** start of Page **
By trying to develop an idea of good and bad taste, he also in turn generated philosophical debate around this new meaning of aesthetics. Without it, there would be no basis for aesthetic debate as there would be no objective criterion, basis for comparison, or reason from which one could develop an objective argument.
Views on aesthetics
Baumgarten re-coined the word aesthetics to mean taste or "sense" of beauty, thereby inventing its modern usage. The word had been used differently since the time of the ancient Greeks to mean the ability to receive stimulation from one or more of the five bodily senses. In his Metaphysic, § 451, Baumgarten defined taste, in its wider meaning, as the ability to judge according to the senses, instead of according to the intellect. Such a judgment of taste is based on feelings of pleasure or displeasure. A science of aesthetics would be, for Baumgarten, a deduction of the rules or principles of artistic or natural beauty from individual "taste."
Reception
In 1781, Kant declared that Baumgarten's aesthetics could never contain objective rules, laws, or principles of natural or artistic beauty.
** end of Page **
▸ **Task 1**: Extract every line of the listing below that contains the word "pitched".
The passage on Baumgarten's aesthetics has no connection to the listing that comes next.
** start of Data entries **
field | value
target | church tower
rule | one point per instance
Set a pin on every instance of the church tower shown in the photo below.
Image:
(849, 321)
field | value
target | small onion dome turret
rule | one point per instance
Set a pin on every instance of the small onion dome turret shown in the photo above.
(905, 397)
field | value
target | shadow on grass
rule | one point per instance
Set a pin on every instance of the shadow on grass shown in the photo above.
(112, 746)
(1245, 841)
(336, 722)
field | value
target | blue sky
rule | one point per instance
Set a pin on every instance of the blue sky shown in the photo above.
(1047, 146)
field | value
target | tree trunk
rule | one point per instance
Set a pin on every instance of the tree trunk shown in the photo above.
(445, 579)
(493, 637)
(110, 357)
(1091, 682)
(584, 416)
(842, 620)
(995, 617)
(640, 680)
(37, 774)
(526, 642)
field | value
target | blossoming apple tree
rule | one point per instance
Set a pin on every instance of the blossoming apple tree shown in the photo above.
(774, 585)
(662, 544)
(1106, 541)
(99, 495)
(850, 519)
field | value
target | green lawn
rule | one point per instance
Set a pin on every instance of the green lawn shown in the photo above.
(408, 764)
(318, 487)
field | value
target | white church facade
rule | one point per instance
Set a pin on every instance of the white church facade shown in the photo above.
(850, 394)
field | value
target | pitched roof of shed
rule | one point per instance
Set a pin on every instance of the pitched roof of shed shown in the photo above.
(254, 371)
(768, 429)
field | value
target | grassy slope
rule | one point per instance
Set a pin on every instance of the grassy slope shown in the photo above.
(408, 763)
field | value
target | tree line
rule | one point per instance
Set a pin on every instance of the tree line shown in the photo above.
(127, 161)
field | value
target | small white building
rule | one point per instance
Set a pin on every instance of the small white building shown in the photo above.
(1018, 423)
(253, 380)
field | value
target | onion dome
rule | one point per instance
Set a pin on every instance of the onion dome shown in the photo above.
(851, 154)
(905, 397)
** end of Data entries **
▸ **Task 2**: Quote the passage on Baumgarten's aesthetics in full, word for word.

▸ **Correct answer 1**:
target | pitched roof of shed
Set a pin on every instance of the pitched roof of shed shown in the photo above.

▸ **Correct answer 2**:
By trying to develop an idea of good and bad taste, he also in turn generated philosophical debate around this new meaning of aesthetics. Without it, there would be no basis for aesthetic debate as there would be no objective criterion, basis for comparison, or reason from which one could develop an objective argument.
Views on aesthetics
Baumgarten re-coined the word aesthetics to mean taste or "sense" of beauty, thereby inventing its modern usage. The word had been used differently since the time of the ancient Greeks to mean the ability to receive stimulation from one or more of the five bodily senses. In his Metaphysic, § 451, Baumgarten defined taste, in its wider meaning, as the ability to judge according to the senses, instead of according to the intellect. Such a judgment of taste is based on feelings of pleasure or displeasure. A science of aesthetics would be, for Baumgarten, a deduction of the rules or principles of artistic or natural beauty from individual "taste."
Reception
In 1781, Kant declared that Baumgarten's aesthetics could never contain objective rules, laws, or principles of natural or artistic beauty.